## Task to complete
What is needed is an exact copy of the records below, without the pictures.

● ● ● ● ● ● ●

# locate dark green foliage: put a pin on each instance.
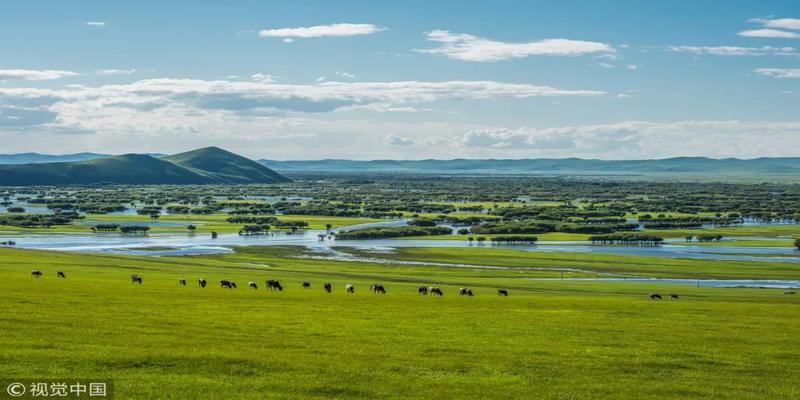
(381, 233)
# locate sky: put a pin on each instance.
(294, 80)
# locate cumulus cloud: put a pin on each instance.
(637, 139)
(769, 33)
(332, 30)
(780, 23)
(34, 75)
(394, 140)
(116, 71)
(779, 72)
(264, 78)
(733, 50)
(465, 47)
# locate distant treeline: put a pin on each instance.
(405, 231)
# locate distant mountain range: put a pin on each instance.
(202, 166)
(215, 164)
(788, 165)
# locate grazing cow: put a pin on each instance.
(274, 285)
(377, 288)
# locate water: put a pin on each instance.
(751, 283)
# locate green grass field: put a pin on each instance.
(548, 339)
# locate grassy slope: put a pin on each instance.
(550, 340)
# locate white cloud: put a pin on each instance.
(116, 71)
(769, 33)
(394, 140)
(265, 78)
(733, 50)
(336, 30)
(779, 72)
(34, 75)
(467, 47)
(780, 23)
(637, 139)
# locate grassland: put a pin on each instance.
(549, 339)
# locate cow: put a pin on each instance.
(377, 288)
(273, 284)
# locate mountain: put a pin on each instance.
(693, 165)
(36, 158)
(223, 166)
(203, 166)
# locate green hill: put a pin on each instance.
(204, 166)
(222, 166)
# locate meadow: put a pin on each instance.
(548, 339)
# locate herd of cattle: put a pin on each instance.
(274, 284)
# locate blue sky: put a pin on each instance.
(405, 80)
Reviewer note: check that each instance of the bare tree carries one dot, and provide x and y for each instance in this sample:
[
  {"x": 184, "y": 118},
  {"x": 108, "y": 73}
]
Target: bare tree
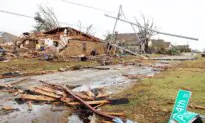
[
  {"x": 89, "y": 30},
  {"x": 45, "y": 19},
  {"x": 146, "y": 27}
]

● ● ● ● ● ● ●

## Exercise solution
# locate dark green foliage: put a pin on each instance.
(381, 233)
# locate sky: put a pin on each instance.
(294, 80)
# locate cumulus cloud: put a pin on each instance.
(637, 139)
(769, 33)
(332, 30)
(780, 23)
(34, 75)
(394, 140)
(116, 71)
(779, 72)
(264, 78)
(733, 50)
(465, 47)
# locate distant treeline: put a pin on each instance.
(405, 231)
# locate distant mountain range: put a pin on each instance.
(202, 166)
(215, 164)
(788, 165)
# locate grazing cow: put a pin on each instance.
(274, 285)
(377, 288)
# locate water: put a pin on each instance.
(751, 283)
# locate green grass field: put a pin on each instance.
(548, 339)
# locate grassy slope: put a pin on each instance.
(550, 340)
# locate white cloud: put a pin on each instance.
(116, 71)
(769, 33)
(394, 140)
(265, 78)
(733, 50)
(336, 30)
(779, 72)
(34, 75)
(467, 47)
(780, 23)
(637, 139)
# locate grassland: put a pin on each instance.
(549, 339)
# locate cow: put a pin on each instance.
(377, 288)
(273, 284)
# locate mountain: put a pin on each instance.
(693, 165)
(36, 158)
(223, 166)
(203, 166)
# locate green hill: put a pin on each instance.
(204, 166)
(222, 166)
# locate meadow: put a pin on each instance.
(548, 339)
# locate herd of cattle: put a pin on each instance.
(274, 284)
# locate blue sky: put a pin on each instance.
(405, 80)
Reviewer note: check that each instance of the bare tree carries one dot, and provide x and y for each instance in this sample:
[
  {"x": 184, "y": 118},
  {"x": 108, "y": 73}
]
Target: bare tree
[
  {"x": 89, "y": 30},
  {"x": 45, "y": 19},
  {"x": 146, "y": 27}
]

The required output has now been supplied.